§ 短い課題 A:
構造解析方法の文章によると、次の各問いの答えは何ですか。
(i) 4元連立方程式の解は何で積分されますか。
(ii) 特許文献1として挙げられている公報は何ですか。
(iii) 有限要素法では、構造物を何に離散化しますか。
§ 短い課題 B:
次の各記述は構造解析方法の文章の内容と合っていますか。それぞれ「はい」か「いいえ」で答え、判断の根拠となる文章中の語句をそのまま引用してください。
(i) 本発明は、鋼製柱間に架設された鋼製梁の火災時における弾塑性挙動を解析するための方法に関するものである。
(ii) 反復法では、初期値の設定が適当でなくても反復演算により近似解に収束する。
(iii) 有限要素法を用いる場合、不静定構造物を分割するための入力作業は必要ない。
§ 短い課題 C: 構造解析方法の文章を、最後の文の後から続けて書いてください。

説明

構造解析方法

【課題】火災時における鋼製梁の弾塑性挙動を簡単かつ精度よく解析できるうえ、解析時間、コンピュータ負荷、作業労力の大幅な低減を図ることを可能とする。
【解決手段】鋼製梁の材端の材軸直交断面での軸力及びモーメントそれぞれの釣り合いを示す式と、鋼製梁の材端での材軸方向の変位適合条件を示す式と、温度上昇により塑性化する鋼製梁の材軸直交断面での降伏条件を示す式とを有する4元連立方程式を作成する。4元連立方程式を解くことにより、4元連立方程式の未知数の解を算出する。4元連立方程式の解を温度Tで積分することにより、軸力N、塑性領域長さlp、圧縮歪εc及び引張歪εtの温度履歴を算出する。

【発明の詳細な説明】
【技術分野】
【0001】
本発明は、鋼構造建築物の鋼製柱間に架設された鋼製梁の火災時における弾塑性挙動を解析するための構造解析方法に関するものである。
【背景技術】
【0002】
従来より、鋼構造建築物のような不静定構造物の火災時における非線形弾塑性挙動を解析する手段としては、有限要素法を用いた構造解析方法が用いられている(例えば、特許文献1参照)。有限要素法は、構造物を複数の有限要素に離散化してその有限要素の支配方程式を求め、支配方程式を解くことにより構造物の挙動を求める方法である。
【0003】
このとき求められた支配方程式は非線形な方程式であり、その支配方程式の解を求めるうえでは、ニュートン−ラプソン法等の反復法が好適に用いられる。反復法は、支配方程式の未知数に適当な初期値を設定し、その初期値から出発して支配方程式を用いた演算を反復的に繰り返すことにより、その支配方程式の近似解を求める方法である。この反復法では、初期値の設定が適当でなければ反復演算により近似解に収束しない。このため、反復法では、反復演算後の解が近似解に収束しているか否か判定する収束判定を適当な回数の反復演算後に行い、収束していない場合は初期値を修正し、その修正後の値から出発して反復演算を繰り返す必要がある。
【先行技術文献】
【特許文献】
【0004】
【特許文献1】特開2005−141645号公報
【発明の概要】
【発明が解決しようとする課題】
【0005】
しかしながら、上述のように有限要素法を用いて不静定構造物の挙動を解析する場合、その有限要素の支配方程式の解を求めるために収束判定を伴う反復演算を行う必要があるため、その分、解析時間の長時間化やコンピュータの演算負荷の増大を招くこととなっていた。また、この場合、不静定構造物を複数の有限要素に分割するための入力作業を行う必要があるため、その分、解析時間の長時間化や人的労力の負担増大を招くこととなっていた。

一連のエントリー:
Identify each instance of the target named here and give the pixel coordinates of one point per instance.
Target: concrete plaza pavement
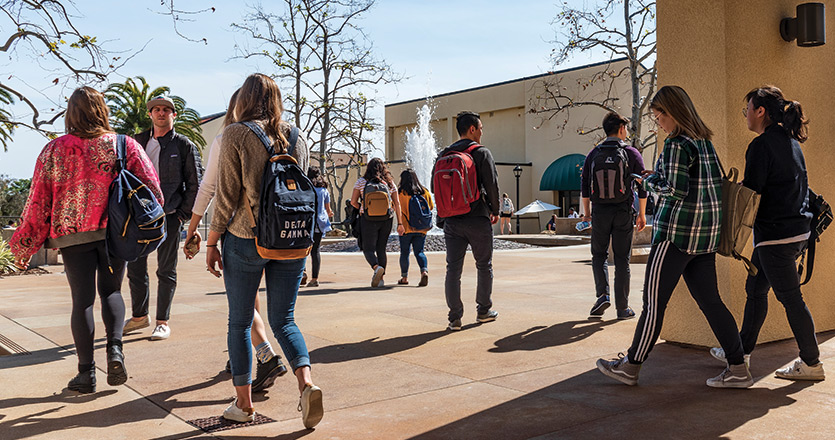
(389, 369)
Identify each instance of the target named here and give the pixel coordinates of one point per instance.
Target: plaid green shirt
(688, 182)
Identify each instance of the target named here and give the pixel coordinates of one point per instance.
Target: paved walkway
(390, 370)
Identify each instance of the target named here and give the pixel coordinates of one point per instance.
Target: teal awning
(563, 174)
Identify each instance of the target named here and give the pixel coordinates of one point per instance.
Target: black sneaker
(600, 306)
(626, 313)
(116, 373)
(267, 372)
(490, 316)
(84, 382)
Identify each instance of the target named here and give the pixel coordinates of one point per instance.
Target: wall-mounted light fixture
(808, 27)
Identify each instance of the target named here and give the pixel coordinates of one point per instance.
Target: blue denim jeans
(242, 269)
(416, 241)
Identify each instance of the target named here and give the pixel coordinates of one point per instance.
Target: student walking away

§ 課題の解答 A:
(i) 温度T
(ii) 特開2005−141645号公報
(iii) 複数の有限要素

§ 課題の解答 B:
(i) はい。「本発明は、鋼構造建築物の鋼製柱間に架設された鋼製梁の火災時における弾塑性挙動を解析するための構造解析方法に関するものである。」
(ii) いいえ。「この反復法では、初期値の設定が適当でなければ反復演算により近似解に収束しない。」
(iii) いいえ。「不静定構造物を複数の有限要素に分割するための入力作業を行う必要がある」

§ 課題の解答 C:
【0006】
そこで、本発明は、上述した問題点に鑑みて案出されたものであり、その目的とするところは、火災時における鋼製梁の弾塑性挙動を簡単かつ精度よく解析できるうえ、解析時間、コンピュータ負荷、作業労力の大幅な低減を図ることを可能とする構造解析方法を提供することにある。
【課題を解決するための手段】
【0007】
本発明者は、上述した課題を解決するために、鋭意検討の末、下記の構造解析方法を発明した。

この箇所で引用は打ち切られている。